**Problem to solve**
Copy the items from the line containing "formatted as [411,320]." through the end of the items, inclusive, requests included, with each keypoint coordinate in the answers scaled by 1.15 and rounded to a whole number, halves up. Keep the numbers in the requests and their format samples unchanged.

**Data records**
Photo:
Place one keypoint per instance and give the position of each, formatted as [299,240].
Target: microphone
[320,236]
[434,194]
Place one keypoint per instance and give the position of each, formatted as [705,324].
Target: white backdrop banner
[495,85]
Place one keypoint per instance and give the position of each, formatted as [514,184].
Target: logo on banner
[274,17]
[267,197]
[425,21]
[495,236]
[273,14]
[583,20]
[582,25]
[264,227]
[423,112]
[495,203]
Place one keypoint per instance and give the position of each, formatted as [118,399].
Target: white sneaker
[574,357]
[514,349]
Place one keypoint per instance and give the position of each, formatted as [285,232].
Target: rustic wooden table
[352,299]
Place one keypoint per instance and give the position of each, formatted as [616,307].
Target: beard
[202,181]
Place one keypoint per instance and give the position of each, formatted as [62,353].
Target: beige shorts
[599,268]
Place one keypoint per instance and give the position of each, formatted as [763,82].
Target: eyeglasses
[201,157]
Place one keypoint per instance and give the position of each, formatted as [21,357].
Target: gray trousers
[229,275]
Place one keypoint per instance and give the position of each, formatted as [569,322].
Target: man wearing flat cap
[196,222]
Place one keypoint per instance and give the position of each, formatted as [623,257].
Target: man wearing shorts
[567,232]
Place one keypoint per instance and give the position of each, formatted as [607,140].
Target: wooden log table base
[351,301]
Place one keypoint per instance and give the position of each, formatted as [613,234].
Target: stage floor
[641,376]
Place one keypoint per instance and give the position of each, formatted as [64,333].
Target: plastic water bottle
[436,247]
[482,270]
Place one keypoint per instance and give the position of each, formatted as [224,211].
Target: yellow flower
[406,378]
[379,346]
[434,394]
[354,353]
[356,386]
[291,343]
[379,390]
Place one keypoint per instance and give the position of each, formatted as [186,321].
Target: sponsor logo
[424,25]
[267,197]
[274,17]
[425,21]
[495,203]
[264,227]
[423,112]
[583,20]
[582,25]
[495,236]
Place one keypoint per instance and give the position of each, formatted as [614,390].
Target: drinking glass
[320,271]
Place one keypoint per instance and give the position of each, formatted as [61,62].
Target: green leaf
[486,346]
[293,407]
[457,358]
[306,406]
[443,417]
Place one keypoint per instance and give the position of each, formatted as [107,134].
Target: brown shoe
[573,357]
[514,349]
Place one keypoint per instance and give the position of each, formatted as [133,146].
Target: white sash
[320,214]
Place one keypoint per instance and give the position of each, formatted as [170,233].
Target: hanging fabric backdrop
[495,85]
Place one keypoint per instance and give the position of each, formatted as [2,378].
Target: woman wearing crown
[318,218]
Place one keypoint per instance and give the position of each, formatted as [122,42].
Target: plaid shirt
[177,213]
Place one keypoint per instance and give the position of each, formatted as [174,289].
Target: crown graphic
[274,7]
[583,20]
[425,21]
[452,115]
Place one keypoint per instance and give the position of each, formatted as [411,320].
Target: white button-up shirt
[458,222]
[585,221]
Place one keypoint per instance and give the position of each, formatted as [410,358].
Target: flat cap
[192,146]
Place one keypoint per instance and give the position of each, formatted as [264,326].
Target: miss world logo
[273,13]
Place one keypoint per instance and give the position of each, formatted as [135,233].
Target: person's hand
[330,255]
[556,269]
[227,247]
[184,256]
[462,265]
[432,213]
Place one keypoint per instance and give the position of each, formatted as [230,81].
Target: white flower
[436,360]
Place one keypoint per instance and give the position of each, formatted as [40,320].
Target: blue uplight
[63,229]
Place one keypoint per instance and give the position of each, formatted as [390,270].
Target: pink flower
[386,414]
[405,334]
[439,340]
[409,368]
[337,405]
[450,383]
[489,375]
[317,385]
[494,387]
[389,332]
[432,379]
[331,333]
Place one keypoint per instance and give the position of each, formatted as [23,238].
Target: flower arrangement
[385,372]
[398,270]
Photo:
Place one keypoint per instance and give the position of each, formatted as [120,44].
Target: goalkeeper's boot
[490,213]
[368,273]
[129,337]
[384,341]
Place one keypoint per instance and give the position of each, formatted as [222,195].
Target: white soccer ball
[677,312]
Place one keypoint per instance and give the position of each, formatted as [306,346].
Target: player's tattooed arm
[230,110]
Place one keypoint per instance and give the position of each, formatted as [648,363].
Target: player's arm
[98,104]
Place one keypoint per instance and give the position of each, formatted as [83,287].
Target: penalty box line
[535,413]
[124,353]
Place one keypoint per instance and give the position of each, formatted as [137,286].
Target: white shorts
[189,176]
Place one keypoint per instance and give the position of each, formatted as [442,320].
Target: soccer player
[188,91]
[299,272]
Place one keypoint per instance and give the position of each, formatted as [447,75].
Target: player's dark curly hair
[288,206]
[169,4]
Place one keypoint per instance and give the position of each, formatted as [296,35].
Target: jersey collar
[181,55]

**The completed task**
Place one keypoint per instance and give the position of each, formatted as [411,320].
Target: white button-up shirt
[527,255]
[673,254]
Place one keypoint per instance and give the position of each, formatted as [410,358].
Target: flat cap
[221,168]
Place one keypoint per instance and give the position of each, formatted as [264,326].
Target: miss world logo
[314,15]
Place one keypoint per instance and give the position of each, formatted as [135,233].
Target: person's hand
[380,293]
[639,309]
[261,284]
[212,294]
[531,305]
[497,245]
Place one keypoint per instance and give the position of each, formatted as [230,81].
Target: white flower
[501,414]
Place one keypoint per instance and give the position of each, formatted as [40,320].
Target: blue uplight
[72,263]
Place one keypoint per instance and give the position of each, formatted as [390,270].
Target: pink flower
[444,476]
[466,384]
[505,391]
[470,423]
[388,466]
[518,440]
[562,431]
[365,443]
[568,445]
[447,382]
[497,436]
[381,383]
Place one keypoint per instance and give the position of each, formatted as [23,238].
Target: flower arrangement
[443,428]
[458,311]
Photo:
Place one keypoint per instance and give the position of each, formatted as [120,44].
Target: goalkeeper's boot
[564,245]
[423,314]
[148,388]
[442,392]
Place one keypoint per instance and give the position of each, formatted as [222,195].
Target: white soccer ball
[779,359]
Place one keypoint per instance and give the position of each, formatted as [306,346].
Target: player's tattooed arm
[265,127]
Place one keypoint per instance and give the position of each, formatted as [648,363].
Target: player's arm
[113,120]
Place one keypoint per instance and give the position of each, formatted as [83,287].
Target: penalty box line
[615,475]
[143,406]
Place one keypoint per instance and give the position of each, formatted as [137,286].
Target: white shorts
[217,202]
Place one keypoint per instance and give the position of each, formatted as [442,320].
Target: soccer player
[216,105]
[344,313]
Place one keypoint per instance and give the position of each, formatted as [447,75].
Target: player's dark curly hair
[331,237]
[194,5]
Place one keypoint per instance and give the position of each, formatted as [296,35].
Target: jersey collar
[208,63]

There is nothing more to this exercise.